• WHAT TO DO: Each line of the records containing "below" is to be copied out and returned.

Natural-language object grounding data
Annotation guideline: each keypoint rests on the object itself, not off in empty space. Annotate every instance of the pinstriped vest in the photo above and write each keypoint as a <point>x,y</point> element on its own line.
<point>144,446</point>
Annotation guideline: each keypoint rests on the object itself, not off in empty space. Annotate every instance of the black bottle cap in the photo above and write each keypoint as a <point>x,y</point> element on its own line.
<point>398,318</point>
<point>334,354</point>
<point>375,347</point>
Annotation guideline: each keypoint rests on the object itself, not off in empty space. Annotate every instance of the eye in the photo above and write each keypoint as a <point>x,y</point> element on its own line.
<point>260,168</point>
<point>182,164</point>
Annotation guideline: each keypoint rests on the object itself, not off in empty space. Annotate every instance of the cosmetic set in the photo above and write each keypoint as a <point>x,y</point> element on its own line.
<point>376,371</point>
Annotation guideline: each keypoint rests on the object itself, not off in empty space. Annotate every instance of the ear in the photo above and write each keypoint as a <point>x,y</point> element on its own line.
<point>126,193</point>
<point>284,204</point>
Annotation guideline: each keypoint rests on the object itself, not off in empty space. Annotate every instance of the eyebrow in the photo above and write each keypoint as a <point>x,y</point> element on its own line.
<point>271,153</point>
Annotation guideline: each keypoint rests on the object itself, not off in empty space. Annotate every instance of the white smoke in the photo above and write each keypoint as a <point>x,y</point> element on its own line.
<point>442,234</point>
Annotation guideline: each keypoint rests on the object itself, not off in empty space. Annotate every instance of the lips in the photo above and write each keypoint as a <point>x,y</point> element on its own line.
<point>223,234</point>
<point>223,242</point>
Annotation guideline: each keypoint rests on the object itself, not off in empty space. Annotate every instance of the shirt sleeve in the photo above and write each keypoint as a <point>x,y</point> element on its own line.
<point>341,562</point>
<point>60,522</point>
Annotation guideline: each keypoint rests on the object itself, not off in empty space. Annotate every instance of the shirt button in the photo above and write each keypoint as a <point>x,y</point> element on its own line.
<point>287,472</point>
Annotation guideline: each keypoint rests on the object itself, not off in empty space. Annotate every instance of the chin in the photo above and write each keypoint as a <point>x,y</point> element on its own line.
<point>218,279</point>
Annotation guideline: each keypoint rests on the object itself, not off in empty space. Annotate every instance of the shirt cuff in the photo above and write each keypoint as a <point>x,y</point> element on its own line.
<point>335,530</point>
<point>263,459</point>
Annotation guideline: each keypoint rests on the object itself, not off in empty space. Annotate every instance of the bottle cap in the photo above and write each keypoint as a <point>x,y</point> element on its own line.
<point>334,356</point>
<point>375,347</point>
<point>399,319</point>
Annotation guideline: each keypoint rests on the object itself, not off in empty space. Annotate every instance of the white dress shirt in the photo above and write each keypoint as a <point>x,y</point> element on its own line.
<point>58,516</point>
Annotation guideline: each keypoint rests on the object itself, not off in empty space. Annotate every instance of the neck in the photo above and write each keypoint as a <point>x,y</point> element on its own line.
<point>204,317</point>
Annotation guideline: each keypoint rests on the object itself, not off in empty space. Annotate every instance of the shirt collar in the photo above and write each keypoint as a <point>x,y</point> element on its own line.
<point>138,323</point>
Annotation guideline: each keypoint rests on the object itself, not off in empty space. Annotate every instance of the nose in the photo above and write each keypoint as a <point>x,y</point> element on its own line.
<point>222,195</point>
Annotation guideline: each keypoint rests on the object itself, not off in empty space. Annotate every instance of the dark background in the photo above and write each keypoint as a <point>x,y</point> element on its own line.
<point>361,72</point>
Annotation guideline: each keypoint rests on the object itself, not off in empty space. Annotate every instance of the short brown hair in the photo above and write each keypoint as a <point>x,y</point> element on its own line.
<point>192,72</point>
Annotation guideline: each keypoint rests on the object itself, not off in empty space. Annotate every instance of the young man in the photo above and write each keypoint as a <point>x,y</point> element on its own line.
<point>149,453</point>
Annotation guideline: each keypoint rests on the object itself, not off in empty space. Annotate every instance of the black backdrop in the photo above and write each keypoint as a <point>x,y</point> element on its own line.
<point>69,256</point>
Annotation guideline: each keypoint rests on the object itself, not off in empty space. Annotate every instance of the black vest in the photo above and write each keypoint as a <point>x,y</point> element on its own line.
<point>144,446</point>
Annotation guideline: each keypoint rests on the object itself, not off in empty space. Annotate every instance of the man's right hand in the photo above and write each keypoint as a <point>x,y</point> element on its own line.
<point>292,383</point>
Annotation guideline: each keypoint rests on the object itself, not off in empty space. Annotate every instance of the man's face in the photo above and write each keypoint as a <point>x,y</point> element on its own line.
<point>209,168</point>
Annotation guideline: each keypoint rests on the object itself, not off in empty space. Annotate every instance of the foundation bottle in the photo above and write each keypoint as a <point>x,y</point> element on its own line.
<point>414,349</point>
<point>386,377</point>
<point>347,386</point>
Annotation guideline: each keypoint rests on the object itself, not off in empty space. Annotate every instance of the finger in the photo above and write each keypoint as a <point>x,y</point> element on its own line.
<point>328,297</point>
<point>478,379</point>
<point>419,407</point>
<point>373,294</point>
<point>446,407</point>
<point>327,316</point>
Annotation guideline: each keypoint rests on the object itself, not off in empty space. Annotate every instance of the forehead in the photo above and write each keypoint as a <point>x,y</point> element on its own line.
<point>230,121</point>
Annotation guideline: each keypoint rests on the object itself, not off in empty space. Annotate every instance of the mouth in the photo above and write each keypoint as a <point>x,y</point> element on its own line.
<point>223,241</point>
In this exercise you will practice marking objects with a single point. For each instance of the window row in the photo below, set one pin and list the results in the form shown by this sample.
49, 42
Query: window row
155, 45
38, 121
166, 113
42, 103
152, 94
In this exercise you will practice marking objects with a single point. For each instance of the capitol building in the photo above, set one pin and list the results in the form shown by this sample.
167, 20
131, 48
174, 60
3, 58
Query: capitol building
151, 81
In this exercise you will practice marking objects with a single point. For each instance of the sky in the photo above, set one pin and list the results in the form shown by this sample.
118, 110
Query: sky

* * *

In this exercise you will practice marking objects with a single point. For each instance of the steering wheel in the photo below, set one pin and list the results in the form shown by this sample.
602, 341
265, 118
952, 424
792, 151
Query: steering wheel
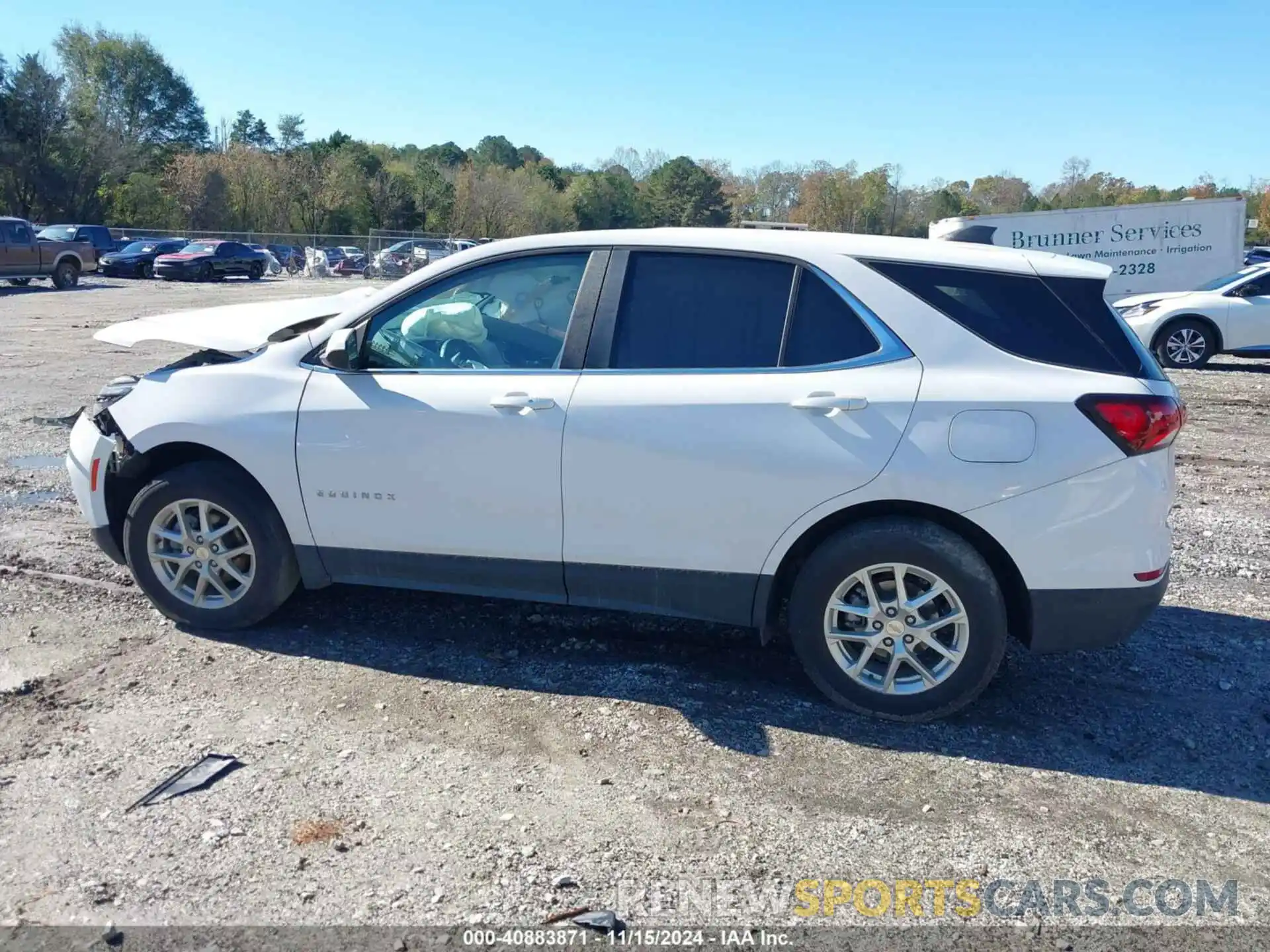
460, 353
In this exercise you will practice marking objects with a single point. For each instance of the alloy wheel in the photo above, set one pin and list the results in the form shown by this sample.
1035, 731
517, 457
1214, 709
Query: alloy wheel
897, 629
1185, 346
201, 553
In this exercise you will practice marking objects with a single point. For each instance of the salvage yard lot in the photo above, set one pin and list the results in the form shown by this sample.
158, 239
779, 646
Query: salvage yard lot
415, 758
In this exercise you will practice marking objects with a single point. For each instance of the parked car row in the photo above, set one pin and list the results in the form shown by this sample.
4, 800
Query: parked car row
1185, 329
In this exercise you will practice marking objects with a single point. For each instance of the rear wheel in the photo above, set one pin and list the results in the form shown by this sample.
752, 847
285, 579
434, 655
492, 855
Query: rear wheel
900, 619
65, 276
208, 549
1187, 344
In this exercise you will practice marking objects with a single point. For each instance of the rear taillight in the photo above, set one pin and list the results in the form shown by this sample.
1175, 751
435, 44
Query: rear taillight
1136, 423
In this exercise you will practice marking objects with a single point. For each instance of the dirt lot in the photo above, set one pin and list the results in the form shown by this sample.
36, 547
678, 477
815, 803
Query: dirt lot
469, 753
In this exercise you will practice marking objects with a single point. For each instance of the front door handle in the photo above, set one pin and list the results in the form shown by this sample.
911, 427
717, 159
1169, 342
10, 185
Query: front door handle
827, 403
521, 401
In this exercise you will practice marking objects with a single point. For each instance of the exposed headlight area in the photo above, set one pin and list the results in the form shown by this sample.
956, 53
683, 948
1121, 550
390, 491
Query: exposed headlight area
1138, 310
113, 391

• OUTPUT FOR THIS EXERCISE:
In this exercise you will practice marking objects with a single point. For each instance of the window row in the photo below, set one pin and list the results in the form shown by this sample.
In this exercise you will practice marking objects with a single point. For each instance of the steering wheel in the photo below, set one pin and list the results in the form shown by this sample.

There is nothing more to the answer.